* **ASSIGNMENT**
Using the data below, return the stretch from the line that contains "Target: man in light blue shirt" through the line that contains "Mark the man's nose", both included, exactly as it stands and nothing beyond it.

* **GIVEN ENTRIES**
########################################

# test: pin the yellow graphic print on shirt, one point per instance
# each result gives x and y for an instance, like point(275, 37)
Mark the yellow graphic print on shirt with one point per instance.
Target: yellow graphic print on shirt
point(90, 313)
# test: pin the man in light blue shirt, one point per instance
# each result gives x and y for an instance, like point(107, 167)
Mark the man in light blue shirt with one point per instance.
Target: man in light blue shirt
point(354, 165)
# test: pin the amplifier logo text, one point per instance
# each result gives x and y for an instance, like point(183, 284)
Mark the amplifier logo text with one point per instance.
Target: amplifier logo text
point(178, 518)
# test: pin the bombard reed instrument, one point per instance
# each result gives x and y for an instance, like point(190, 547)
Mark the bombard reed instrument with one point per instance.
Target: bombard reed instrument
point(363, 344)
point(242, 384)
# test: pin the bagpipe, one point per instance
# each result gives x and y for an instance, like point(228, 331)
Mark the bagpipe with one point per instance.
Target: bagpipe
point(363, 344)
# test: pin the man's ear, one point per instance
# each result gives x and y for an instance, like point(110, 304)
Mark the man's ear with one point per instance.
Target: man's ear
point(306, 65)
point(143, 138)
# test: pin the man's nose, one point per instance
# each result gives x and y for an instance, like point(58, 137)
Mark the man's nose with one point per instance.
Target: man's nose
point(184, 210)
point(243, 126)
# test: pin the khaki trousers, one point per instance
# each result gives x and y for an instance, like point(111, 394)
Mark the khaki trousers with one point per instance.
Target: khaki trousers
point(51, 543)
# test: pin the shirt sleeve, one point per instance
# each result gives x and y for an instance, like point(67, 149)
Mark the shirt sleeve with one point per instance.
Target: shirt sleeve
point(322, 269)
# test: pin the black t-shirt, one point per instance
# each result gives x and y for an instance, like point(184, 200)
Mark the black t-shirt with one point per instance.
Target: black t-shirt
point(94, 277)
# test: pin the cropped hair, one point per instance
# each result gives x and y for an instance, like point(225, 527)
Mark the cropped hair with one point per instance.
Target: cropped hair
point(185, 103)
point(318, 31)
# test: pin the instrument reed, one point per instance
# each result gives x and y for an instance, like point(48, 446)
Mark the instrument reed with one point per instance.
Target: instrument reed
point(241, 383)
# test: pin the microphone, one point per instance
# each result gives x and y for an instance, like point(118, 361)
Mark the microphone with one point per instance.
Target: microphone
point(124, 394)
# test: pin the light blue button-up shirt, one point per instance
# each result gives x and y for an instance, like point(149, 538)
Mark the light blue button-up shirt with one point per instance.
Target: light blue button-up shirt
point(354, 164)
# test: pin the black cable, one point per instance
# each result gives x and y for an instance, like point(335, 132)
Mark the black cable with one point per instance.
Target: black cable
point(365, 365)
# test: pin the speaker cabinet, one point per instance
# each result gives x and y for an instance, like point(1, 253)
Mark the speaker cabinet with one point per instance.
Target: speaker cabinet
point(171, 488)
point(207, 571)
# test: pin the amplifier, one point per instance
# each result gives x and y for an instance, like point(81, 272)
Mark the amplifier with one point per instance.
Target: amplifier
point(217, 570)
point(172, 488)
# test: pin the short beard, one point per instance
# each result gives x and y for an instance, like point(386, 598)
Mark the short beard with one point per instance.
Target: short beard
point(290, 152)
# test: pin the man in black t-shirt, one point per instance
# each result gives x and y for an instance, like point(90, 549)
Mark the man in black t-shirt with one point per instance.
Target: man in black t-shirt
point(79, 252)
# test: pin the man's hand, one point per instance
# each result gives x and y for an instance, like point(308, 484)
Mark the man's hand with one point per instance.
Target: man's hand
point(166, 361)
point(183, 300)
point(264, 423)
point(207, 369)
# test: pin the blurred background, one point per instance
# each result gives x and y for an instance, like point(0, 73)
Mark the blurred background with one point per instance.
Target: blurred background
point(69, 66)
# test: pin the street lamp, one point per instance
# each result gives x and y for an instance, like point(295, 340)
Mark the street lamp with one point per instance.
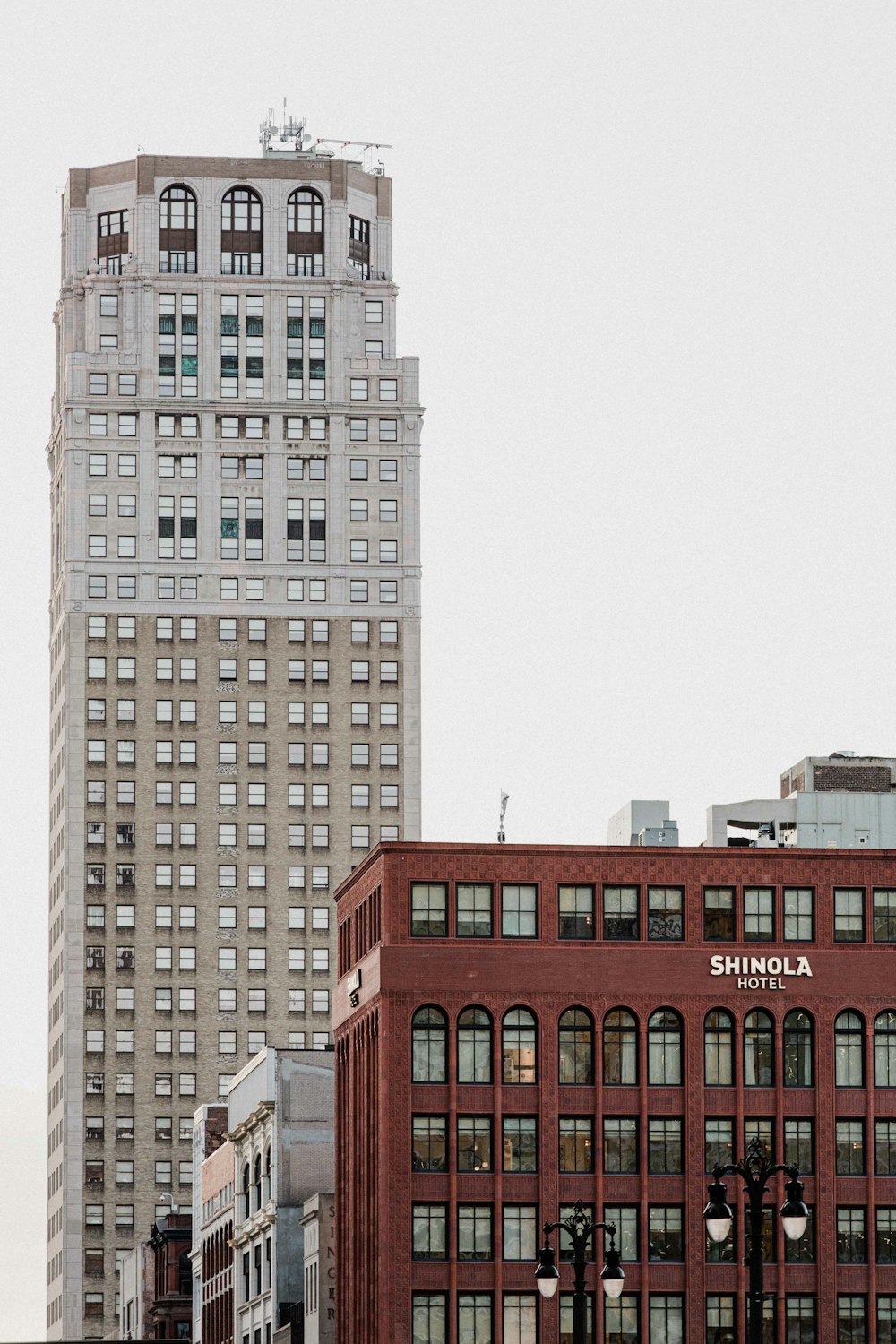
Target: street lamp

########################################

* **SOLUTION BELOW**
Target: man in light blue shirt
point(354, 165)
# test: pin the amplifier logo text, one point per instance
# each result gives x and y for an instance, like point(183, 284)
Mark the amplifier logo text with one point per instance.
Target: amplifier logo text
point(178, 518)
# test: pin the bombard reed instrument, one point per instance
# each result gives x and y for an instance, like point(190, 547)
Mark the bombard reed instrument with one point per instance.
Target: bombard reed instrument
point(363, 344)
point(242, 384)
# test: pin the bagpipe, one point per instance
# each result gives x and y for an instance, like point(228, 331)
Mark the bagpipe with one point per instance.
Target: bagpipe
point(363, 344)
# test: pin the man's ear, one point per instance
# each result gives x and y for an instance, like point(110, 304)
Mark the man's ear with one point per instance.
Target: man's ear
point(306, 65)
point(143, 138)
# test: pin the man's nose, one point per instance
# each result gives x and y for an instance, like point(58, 137)
Mark the man's nose with one point per instance.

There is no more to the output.